Using the records below, write out the line with "Where can you see the car windshield" and each line after it through the final one, exactly, and only those.
START Input records
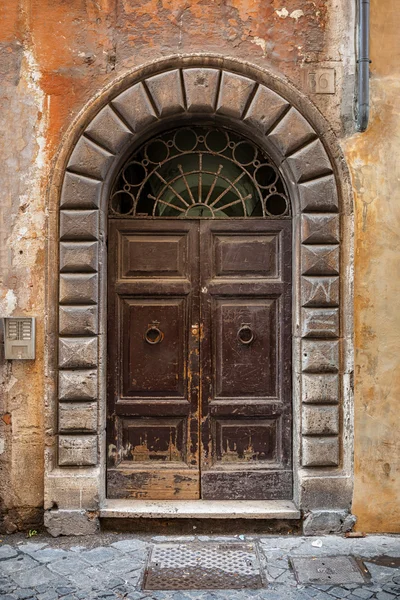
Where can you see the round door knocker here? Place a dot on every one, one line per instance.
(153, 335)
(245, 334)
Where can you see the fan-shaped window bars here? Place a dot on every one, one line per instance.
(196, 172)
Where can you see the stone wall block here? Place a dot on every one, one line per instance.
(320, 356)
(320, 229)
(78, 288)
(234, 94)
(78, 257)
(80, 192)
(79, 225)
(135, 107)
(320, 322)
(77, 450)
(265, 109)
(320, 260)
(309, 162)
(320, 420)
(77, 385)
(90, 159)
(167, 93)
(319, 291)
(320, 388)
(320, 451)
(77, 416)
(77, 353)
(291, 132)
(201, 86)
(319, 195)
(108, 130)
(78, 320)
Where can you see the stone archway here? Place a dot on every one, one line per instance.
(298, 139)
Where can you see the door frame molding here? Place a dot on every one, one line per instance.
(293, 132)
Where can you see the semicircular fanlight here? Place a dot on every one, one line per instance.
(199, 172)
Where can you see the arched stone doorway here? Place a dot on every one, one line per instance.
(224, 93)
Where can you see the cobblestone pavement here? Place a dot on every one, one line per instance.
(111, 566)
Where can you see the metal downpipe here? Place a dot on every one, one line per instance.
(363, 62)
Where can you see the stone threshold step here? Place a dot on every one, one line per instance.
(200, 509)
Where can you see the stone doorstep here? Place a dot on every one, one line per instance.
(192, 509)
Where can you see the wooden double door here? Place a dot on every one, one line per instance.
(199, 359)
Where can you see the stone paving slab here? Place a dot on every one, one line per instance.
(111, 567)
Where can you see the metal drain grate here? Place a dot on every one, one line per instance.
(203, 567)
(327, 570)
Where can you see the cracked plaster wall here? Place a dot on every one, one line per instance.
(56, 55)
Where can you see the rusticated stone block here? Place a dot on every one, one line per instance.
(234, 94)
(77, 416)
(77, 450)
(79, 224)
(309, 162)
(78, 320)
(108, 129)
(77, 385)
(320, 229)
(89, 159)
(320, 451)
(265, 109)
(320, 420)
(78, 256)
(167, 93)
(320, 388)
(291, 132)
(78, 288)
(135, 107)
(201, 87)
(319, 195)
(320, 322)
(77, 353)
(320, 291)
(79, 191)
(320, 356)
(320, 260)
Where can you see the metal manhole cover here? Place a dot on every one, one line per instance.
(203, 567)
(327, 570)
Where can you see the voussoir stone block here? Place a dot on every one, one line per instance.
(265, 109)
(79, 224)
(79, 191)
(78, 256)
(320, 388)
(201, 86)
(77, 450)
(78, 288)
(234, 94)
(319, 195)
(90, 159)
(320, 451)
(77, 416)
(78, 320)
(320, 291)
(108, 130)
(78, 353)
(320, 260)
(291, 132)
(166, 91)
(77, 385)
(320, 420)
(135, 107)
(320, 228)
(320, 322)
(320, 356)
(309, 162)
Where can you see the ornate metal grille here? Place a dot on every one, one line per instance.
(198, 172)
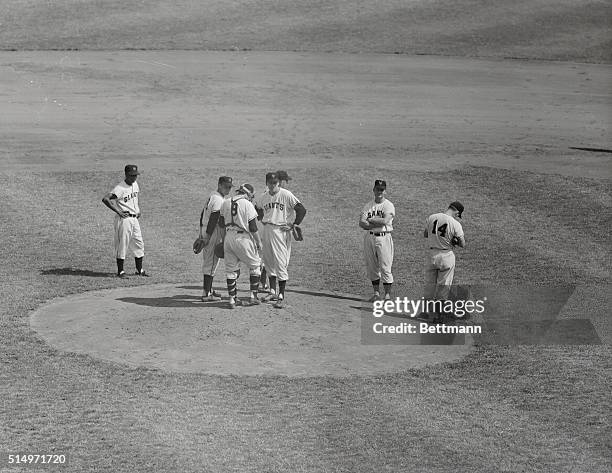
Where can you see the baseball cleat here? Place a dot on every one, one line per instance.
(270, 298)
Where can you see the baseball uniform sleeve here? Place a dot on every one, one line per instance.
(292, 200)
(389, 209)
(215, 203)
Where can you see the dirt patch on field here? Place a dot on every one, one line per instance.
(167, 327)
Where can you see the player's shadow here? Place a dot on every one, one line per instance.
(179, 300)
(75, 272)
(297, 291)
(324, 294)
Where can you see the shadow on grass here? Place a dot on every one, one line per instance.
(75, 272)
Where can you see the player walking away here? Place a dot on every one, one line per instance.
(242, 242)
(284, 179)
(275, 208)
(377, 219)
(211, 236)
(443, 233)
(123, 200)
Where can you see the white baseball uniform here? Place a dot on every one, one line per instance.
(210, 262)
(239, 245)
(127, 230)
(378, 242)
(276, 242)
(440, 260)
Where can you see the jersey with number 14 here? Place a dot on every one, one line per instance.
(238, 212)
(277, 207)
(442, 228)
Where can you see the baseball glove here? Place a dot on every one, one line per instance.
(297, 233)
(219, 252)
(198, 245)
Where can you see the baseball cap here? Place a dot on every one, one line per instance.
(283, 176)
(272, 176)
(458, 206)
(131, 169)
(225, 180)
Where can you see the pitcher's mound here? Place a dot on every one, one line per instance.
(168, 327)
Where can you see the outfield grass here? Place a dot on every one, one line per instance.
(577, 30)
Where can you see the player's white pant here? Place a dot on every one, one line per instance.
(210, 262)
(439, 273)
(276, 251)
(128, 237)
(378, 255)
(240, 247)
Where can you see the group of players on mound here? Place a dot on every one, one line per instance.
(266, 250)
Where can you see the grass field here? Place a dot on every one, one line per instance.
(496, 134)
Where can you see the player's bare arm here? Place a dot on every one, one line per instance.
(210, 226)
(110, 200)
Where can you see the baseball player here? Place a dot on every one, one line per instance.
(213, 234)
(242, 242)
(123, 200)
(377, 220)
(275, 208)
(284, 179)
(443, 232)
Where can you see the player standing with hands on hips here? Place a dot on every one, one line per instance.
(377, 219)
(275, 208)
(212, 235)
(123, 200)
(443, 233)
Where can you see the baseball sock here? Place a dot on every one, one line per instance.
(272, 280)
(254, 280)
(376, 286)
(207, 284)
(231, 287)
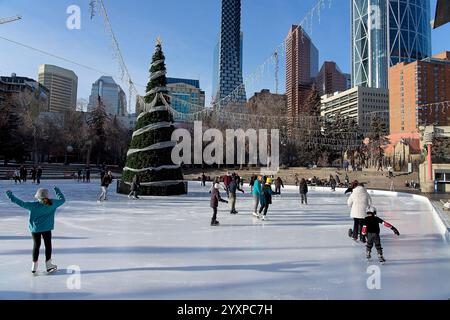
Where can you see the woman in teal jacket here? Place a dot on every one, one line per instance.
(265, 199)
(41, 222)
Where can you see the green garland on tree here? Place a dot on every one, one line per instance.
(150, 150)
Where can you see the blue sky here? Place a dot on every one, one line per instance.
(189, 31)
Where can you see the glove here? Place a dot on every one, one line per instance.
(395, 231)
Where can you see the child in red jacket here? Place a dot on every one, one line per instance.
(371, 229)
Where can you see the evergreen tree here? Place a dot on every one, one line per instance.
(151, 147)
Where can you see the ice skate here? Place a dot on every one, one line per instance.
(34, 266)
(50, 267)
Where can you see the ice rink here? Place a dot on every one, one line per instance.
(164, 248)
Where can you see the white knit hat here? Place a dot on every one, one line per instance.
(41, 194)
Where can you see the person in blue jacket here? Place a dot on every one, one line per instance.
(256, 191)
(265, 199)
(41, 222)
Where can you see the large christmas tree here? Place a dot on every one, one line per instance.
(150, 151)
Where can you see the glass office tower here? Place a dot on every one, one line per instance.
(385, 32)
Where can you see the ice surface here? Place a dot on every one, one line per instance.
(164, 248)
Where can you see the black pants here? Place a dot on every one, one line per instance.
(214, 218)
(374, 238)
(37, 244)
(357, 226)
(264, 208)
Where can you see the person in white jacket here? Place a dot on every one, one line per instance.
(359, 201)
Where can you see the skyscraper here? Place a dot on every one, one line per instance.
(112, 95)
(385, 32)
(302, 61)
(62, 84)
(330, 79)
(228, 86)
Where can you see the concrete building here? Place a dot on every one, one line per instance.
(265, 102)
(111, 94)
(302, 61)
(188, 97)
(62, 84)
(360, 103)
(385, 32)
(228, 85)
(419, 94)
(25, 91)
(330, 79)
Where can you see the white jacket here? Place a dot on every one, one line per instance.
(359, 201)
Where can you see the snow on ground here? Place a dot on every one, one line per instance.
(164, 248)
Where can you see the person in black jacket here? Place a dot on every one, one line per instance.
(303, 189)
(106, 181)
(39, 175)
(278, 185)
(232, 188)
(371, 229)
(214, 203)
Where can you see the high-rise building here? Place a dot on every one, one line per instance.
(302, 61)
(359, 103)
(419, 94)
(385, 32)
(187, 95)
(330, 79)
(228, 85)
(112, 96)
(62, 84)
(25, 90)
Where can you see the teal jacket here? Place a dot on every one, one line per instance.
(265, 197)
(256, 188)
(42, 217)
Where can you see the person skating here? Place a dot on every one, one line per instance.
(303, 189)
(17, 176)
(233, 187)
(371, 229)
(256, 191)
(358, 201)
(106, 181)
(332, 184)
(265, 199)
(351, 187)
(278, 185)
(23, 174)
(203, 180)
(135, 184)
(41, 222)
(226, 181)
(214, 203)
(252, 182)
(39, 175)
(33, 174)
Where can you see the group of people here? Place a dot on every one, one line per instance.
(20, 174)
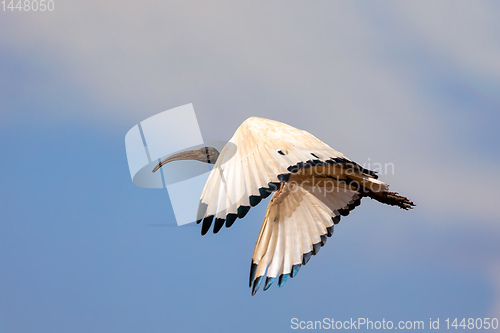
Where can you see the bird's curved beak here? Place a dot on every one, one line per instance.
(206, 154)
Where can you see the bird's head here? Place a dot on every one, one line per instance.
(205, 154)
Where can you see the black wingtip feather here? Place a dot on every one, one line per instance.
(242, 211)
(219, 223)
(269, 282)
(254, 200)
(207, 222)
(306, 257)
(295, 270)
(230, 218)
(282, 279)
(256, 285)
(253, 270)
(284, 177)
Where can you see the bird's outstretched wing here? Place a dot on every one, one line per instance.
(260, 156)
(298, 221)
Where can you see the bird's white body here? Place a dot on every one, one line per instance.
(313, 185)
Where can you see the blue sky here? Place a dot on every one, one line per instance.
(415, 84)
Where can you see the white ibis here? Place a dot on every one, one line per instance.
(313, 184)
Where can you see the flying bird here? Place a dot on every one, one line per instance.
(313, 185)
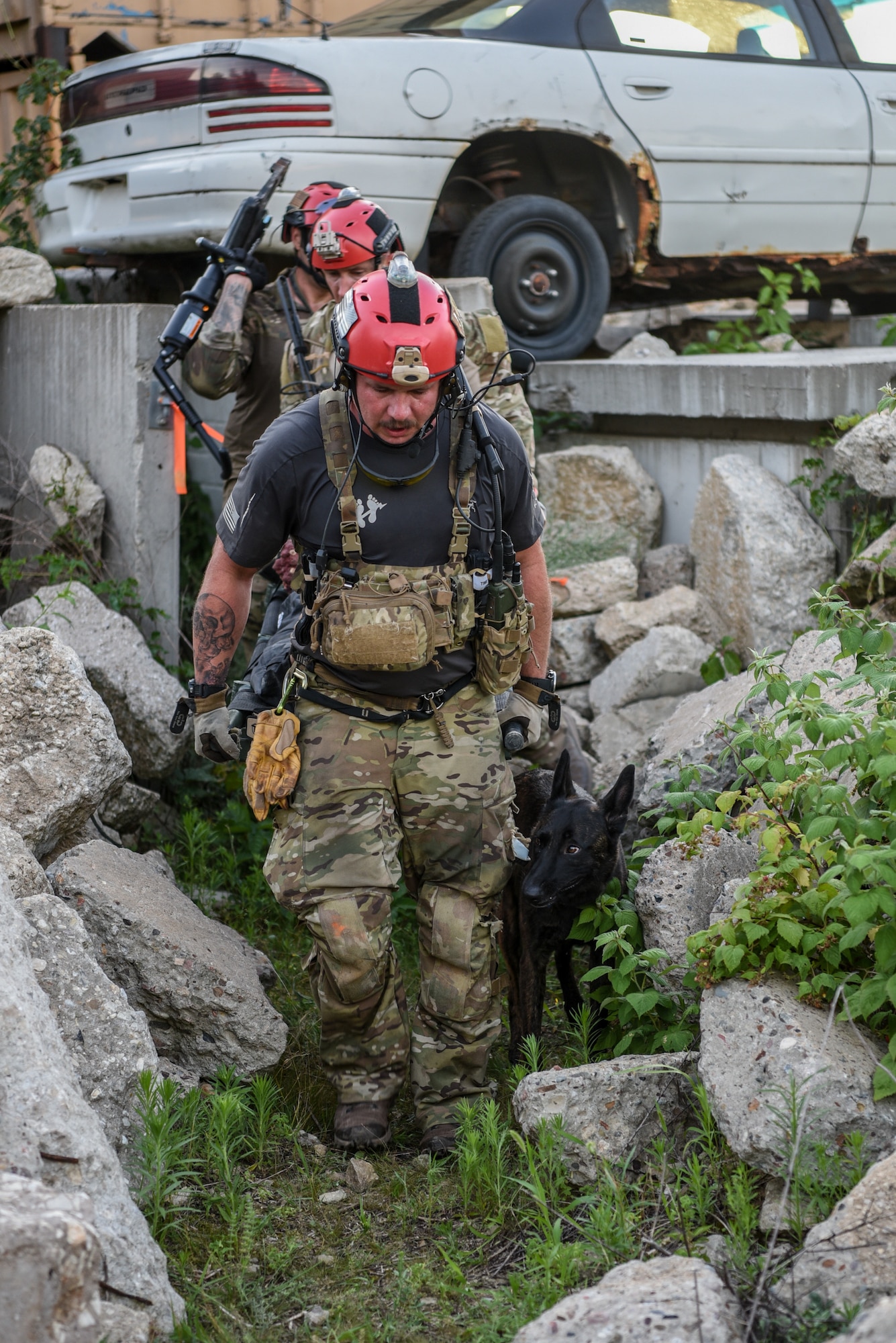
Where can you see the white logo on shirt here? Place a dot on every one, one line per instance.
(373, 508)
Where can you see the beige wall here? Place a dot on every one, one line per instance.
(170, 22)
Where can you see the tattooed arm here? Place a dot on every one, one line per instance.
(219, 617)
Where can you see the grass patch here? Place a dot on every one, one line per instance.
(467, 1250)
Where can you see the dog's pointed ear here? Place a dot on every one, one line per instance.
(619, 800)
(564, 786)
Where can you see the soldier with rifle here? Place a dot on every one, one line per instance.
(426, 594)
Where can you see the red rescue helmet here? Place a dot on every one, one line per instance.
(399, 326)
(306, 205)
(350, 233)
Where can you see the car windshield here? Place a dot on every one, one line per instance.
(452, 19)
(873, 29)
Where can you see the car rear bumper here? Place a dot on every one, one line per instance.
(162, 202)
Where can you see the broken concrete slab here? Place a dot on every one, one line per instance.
END Input records
*Result*.
Where can you see the car windshield here? Place a dot on every one, one line per instance.
(452, 19)
(873, 29)
Where can you see the car rear bumper here? Place a dot on every one, one line per instance.
(162, 202)
Where can you see the broken concrete slab here? Place a dot on every one, one line per instance.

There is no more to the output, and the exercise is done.